ARTICLE:
——

The Cook Islands Government has submitted its application for the Ministry of Finance and Economic Management (MFEM) to become accredited to the Adaption Fund as a National Implementing Entity (NIE). Essentially this means that MFEM, upon accreditation, would be the trusted receiver of funds directly from the Adaptation Fund for Adaptation related projects. Currently, it is a requirement of the fund to work alongside multilateral and regional accredited partners in order to receive funds to complete accepted Adaptation projects, meaning some funds inevitably need to go offshore. This preference for the use of local systems and resources aligns with the Cook Islands Development Partners Policy 2015 where there is a stated preference for “development support (to) be efficient and well managed using local systems and procedures and based on sustainable local capacities”.
The first submission occurred in December 2014 and was completed with the support of the Frankfurt School of Business and Management and Akairo Consulting with funding from EU-SPC-GCCA PSIS and UNEP. There have been further submissions in March 2015 and September 2015 to address gaps raised by the Adaptation Fund Panel. As of January 2016, MFEM has not yet gained accreditation, but is seeking Adaptation Fund “Streamlined Accreditation” which would make accreditation conditional with monetary caps and limitations on the number of projects that can occur concurrently.

——

MATERIAL PROVIDED:

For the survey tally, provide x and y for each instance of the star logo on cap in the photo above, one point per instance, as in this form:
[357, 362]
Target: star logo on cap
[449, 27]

——

WHAT THIS EXERCISE ASKS:
- 1) According to the article on the Cook Islands accreditation application, when was the first submission made?
- 2) Return the passage of the article on the Cook Islands accreditation application starting at "The first submission" and ending at "can occur concurrently.".
- 3) Supply the next part of the article on the Cook Islands accreditation application, picking up after its final sentence.
The material has no connection to the article on the Cook Islands accreditation application.

ANSWER LIST:
- 1) December 2014.

- 2)
The first submission occurred in December 2014 and was completed with the support of the Frankfurt School of Business and Management and Akairo Consulting with funding from EU-SPC-GCCA PSIS and UNEP. There have been further submissions in March 2015 and September 2015 to address gaps raised by the Adaptation Fund Panel. As of January 2016, MFEM has not yet gained accreditation, but is seeking Adaptation Fund “Streamlined Accreditation” which would make accreditation conditional with monetary caps and limitations on the number of projects that can occur concurrently.

- 3)
For more information or an update on the NIE Accreditation process, please contact Development Coordination Division on + 682 29521
The Adaptation Fund (AF) was established to finance concrete adaptation programs in developing countries that are parties to the Kyoto Protocol and are particularly vulnerable to the adverse effects of climate change. The Cook Islands fits into this category. Access to the fund is available through Multi-lateral Implementing Entities (MIE) through agencies like the United Nations Development Program (UNDP) or directly through gaining accreditation as an NIE. Due to the requirements involved, NIE status has been very difficult to attain for pacific island countries.
In 2011, the Cook Islands had a 5 million USD program (SRIC*) in jeopardy because our MIE partner UNDP had issues around its’ own status with the Adaptation Board. Additionally, funding is segmented to MIE and NIE projects and due to difficulties in attaining NIE status, more funds remain accessible through NIE while the MIE fund is almost exhausted. These limitations, along with the Cook Islands firm desire for more ownership and accountability in Development Assistance is why we are applying for NIE status.
With the generous support of EU-GCCA-PSIS*, we secured six months technical support from the Frankfurt Business School (FBS) to partner with us on the path to AF accreditation. FBS is very experienced in the accreditation process and will guide us through this process.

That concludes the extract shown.